- [Stored data entries]:
--- BEGIN ---

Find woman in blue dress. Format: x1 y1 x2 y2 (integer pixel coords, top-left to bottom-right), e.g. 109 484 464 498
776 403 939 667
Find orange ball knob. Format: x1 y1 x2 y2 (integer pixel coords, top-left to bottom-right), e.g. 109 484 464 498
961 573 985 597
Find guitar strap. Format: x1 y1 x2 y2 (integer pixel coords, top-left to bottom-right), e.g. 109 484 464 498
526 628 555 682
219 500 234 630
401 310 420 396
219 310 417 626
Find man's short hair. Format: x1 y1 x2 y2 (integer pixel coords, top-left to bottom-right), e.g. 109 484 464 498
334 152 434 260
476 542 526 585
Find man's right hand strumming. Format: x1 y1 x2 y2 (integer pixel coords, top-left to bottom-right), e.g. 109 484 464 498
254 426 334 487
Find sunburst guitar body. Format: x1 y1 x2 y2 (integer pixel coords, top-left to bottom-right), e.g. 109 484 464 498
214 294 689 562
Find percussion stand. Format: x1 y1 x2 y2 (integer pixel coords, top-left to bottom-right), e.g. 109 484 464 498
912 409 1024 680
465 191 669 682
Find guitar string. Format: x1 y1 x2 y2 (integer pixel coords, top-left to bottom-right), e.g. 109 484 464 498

--- END ---

- [WHAT YOU WILL DO]: Rewrite the data above, changing every "integer pixel coords" to "whole-number pixel coordinates" and keeping everything else the same.

- [WRITTEN REPLY]:
Find woman in blue dress. Format: x1 y1 x2 y2 (whole-number pixel coordinates, top-left to bottom-right), e.g. 109 484 464 498
776 403 939 667
Find orange ball knob. Format: x1 y1 x2 y2 (whole-number pixel coordinates, top-left to bottom-right), e.g. 109 484 464 498
961 573 985 597
Find guitar strap. Format: x1 y1 x2 y2 (whole-number pixel coordinates, top-left to bottom-right), e.g. 109 484 464 498
526 628 555 682
219 500 234 630
401 310 420 396
219 310 417 626
Find man's short hair. Format: x1 y1 x2 y2 (whole-number pixel coordinates, top-left to bottom-right), e.g. 109 484 464 498
334 152 434 260
476 542 526 585
Find man's right hand strumming. Format: x1 y1 x2 y2 (whole-number pixel coordinates, top-left to bottom-right), e.g. 109 484 464 498
254 426 334 487
Find sunburst guitar body. Format: x1 y1 x2 y2 (whole-number pixel coordinates, top-left to bottom-right), e.g. 109 484 464 498
214 294 689 562
Find percussion stand. Format: x1 y1 x2 y2 (whole-number pixel coordinates, top-left to bottom-right), e.g. 109 484 464 498
912 409 1024 680
465 191 669 682
Find guitar string. Format: x1 y1 x2 y2 (whole-number pixel coordinates, top-left to bottom-right), e.g. 109 484 464 498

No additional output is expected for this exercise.